▸ **Page extract**:
While we are on the subject what do y'all consider too high of an hourly wage? What would y'all consider over paid for the job at hand? Oil field workers can make $50-75 is that too much.
 
I see lots of problems, but have no solutions. I don't like the idea that a minimum wage needs to be legislated. Seems like you shouldn't have to legislate a maximum wage either in a free market economy.
It bothers me that no longer can a household have one member provide a middle class living for the family with a job such as a parts salesperson or similar.
It also bothers me that in Canada for example, the highest paid CEO's earned more by lunch time on the first working day of the year than the average Canadian makes in the entire year.
Seems like as corporations get larger there becomes a "trickle up" effect in order to satisfy shareholder demand for ever increasing profits, and every other smaller corporation must compete or perish.
Just observations, not solutions.
 
Silver> An observation well stated and I am sorry to say it is the same on this side as well. LVR
 
I guess the amount per hour I'd work for would depend on the situation I was in. If I all I could find was a minimum wage job I'd get 2 of them to make ends meet before I took the handouts. One of the problems I see these days is people don't want to work extra when they need more money. 40 hrs should be the minimum not the standard.

While we are on the subject what do y'all consider too high of an hourly wage? What would y'all consider over paid for the job at hand? Oil field workers can make $50-75 is that too much.
I have a friend that makes $10,000 per week working in the oil field. That is to much. He has checks piled up on his dresser like a ream of paper. He deposits them about once every 3 months. BUT he works 6-10 weeks without ANY time off.

[Records in a dataset]
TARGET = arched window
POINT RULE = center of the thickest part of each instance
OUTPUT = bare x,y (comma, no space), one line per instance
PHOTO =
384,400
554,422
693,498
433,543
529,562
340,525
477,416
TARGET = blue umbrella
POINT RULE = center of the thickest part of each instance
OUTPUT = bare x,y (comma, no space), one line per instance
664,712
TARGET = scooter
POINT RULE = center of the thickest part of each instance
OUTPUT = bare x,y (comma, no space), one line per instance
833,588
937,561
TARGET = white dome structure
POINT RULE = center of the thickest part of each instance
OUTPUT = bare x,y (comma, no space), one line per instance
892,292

---

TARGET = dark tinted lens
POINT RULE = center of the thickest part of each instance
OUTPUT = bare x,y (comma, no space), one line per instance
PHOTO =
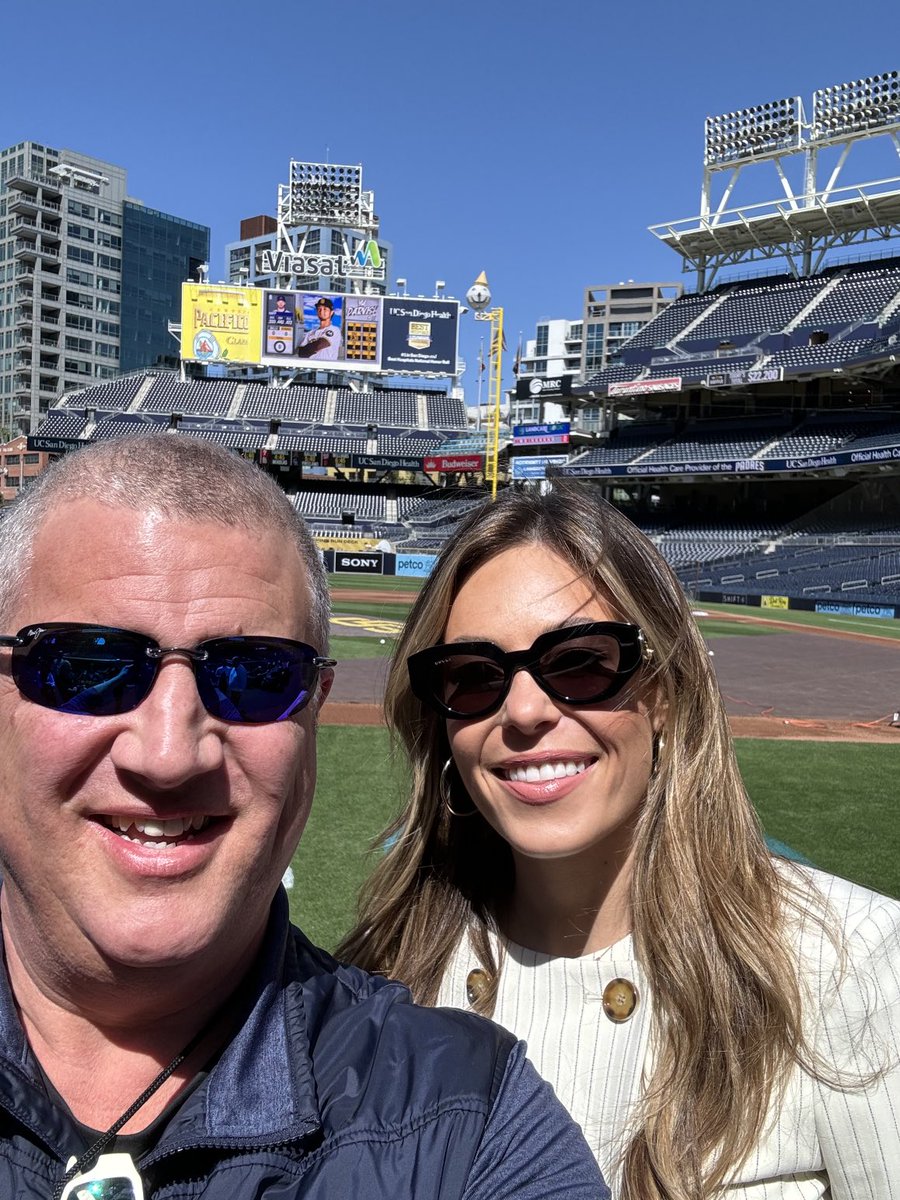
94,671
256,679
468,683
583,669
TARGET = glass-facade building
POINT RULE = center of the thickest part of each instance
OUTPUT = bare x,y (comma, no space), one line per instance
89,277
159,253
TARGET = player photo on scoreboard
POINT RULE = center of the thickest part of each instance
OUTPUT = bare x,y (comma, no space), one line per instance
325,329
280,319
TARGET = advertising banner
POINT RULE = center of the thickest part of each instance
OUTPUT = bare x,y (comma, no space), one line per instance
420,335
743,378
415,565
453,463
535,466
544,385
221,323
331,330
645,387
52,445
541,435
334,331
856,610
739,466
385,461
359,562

▸ **Set task A**:
Answer these questions about the wage discussion:
(i) What hourly range does the opening post give for oil field workers' pay?
(ii) By what time on the first working day of the year did Canada's highest paid CEOs earn more than the average Canadian makes all year?
(iii) How often does the friend who works in the oil field deposit his checks?
▸ **Set task B**: Revise the wage discussion by rewriting the passage between "I guess the" and "not the standard.", inclusive, with "handouts" changed to "government assistance".

▸ **Complete answer A**:
(i) $50-75
(ii) Lunch time
(iii) About once every 3 months

▸ **Complete answer B**:
I guess the amount per hour I'd work for would depend on the situation I was in. If I all I could find was a minimum wage job I'd get 2 of them to make ends meet before I took the government assistance. One of the problems I see these days is people don't want to work extra when they need more money. 40 hrs should be the minimum not the standard.